Top of Text shown

Naval architect (1848–1933)

Siegfried Popper (5 January 1848, Prague – 19 April 1933, Prague) was a naval architect in late-nineteenth- and early twentieth-century in Austria-Hungary.

==Biography==
Popper was born in Prague to Joachim Popper, a fine goods dealer (Galanteriewarenhandler) and Anna Schulhof. He attended the Nikolander Realschule (Technical School) before attending the Deutsche Technische Hochschule in Prague for one year. He gained a degree in mechanical engineering after a three-year study at Technische Hochschule Karlsruhe.

==Naval career==
Popper spent three years at various engineering works in Prague before joining the Austro-Hungarian Navy on 1 December 1869 as a draughtsman. He began working on ship design in 1887, when he prepared plans for the torpedo cruiser . He rose to the rank of Schiffbau-General-Ingenieur (engineering admiral), a rank which was created for him and which was conferred on 30 April 1904. He was responsible for the design of all the ships of the navy built until his retirement on 1 April 1907. He afterwards worked for the Stabilimento Tecnico Triestino shipbuilding firm.

Bottom of Text shown

__Set of tasks__:
A – Copy the passage on Siegfried Popper word for word, starting at "Naval architect (1848–1933)" and ending at "twentieth-century in Austria-Hungary.".
B – According to the Siegfried Popper passage, on what date did he join the Austro-Hungarian Navy?
C – Continue the Siegfried Popper biography, picking up right after its final sentence.

Top of Dataset

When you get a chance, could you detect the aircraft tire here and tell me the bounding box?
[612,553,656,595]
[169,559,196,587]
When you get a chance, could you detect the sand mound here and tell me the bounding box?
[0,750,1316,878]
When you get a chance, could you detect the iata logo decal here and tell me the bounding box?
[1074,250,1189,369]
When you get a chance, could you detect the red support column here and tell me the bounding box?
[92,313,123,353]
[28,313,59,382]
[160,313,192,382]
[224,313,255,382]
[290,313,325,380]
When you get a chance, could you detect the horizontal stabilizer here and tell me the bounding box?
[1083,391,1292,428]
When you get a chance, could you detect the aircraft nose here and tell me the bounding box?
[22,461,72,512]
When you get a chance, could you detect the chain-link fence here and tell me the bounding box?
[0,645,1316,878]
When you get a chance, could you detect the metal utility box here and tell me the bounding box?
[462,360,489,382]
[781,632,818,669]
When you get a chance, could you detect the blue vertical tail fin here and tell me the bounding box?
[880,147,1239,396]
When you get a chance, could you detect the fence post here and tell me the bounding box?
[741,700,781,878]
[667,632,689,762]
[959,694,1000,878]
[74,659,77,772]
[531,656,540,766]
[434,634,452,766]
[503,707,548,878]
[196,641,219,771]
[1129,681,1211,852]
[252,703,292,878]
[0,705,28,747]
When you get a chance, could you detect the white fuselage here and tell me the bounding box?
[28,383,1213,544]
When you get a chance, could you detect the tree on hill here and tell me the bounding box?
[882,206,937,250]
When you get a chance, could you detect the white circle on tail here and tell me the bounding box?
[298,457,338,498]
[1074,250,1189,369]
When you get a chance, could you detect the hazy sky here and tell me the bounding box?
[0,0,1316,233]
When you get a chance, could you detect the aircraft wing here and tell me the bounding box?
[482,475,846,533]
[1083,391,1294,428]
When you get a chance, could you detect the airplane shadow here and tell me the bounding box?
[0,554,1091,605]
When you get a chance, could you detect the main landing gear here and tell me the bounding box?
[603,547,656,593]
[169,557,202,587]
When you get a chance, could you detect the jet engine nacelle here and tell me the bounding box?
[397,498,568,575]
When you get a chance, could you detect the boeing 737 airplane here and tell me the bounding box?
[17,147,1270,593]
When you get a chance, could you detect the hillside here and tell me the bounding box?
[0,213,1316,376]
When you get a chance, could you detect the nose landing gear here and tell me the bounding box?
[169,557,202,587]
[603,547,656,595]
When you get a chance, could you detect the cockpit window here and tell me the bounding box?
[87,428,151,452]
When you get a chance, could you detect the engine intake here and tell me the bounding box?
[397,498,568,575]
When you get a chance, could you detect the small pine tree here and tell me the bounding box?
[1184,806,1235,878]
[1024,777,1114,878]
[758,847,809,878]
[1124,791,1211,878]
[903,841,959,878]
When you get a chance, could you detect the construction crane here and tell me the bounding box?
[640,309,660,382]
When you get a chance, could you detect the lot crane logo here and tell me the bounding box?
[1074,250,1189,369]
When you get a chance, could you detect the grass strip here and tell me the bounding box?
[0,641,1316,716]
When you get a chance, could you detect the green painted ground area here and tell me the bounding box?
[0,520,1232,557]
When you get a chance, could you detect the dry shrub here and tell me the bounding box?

Bottom of Dataset

__Results in order__:
A –
Naval architect (1848–1933)

Siegfried Popper (5 January 1848, Prague – 19 April 1933, Prague) was a naval architect in late-nineteenth- and early twentieth-century in Austria-Hungary.

B – 1 December 1869

C –
He was granted an honorary doctorate by Vienna University in 1916 and returned it, about 1930, when the university introduced "Numera Clausa". In 1931 he returned an honorary doctorate from the Technische Hochschule Vienna in protest at anti-semitism among the faculty.

Kaiser Wilhelm II offered him a chair in naval architecture at the Technische Hochschule in Charlottenburg (now Technische Universität Berlin), but Popper declined this offer. By the time he retired, Popper was in poor health. He was hard of hearing and his vision was poor.

==Retirement and death==
After retirement Popper devoted much of his time to translating Hebrew literature into German. Because of his deafness he was run down by a tram in Prague and died several days later, on 19 April 1933.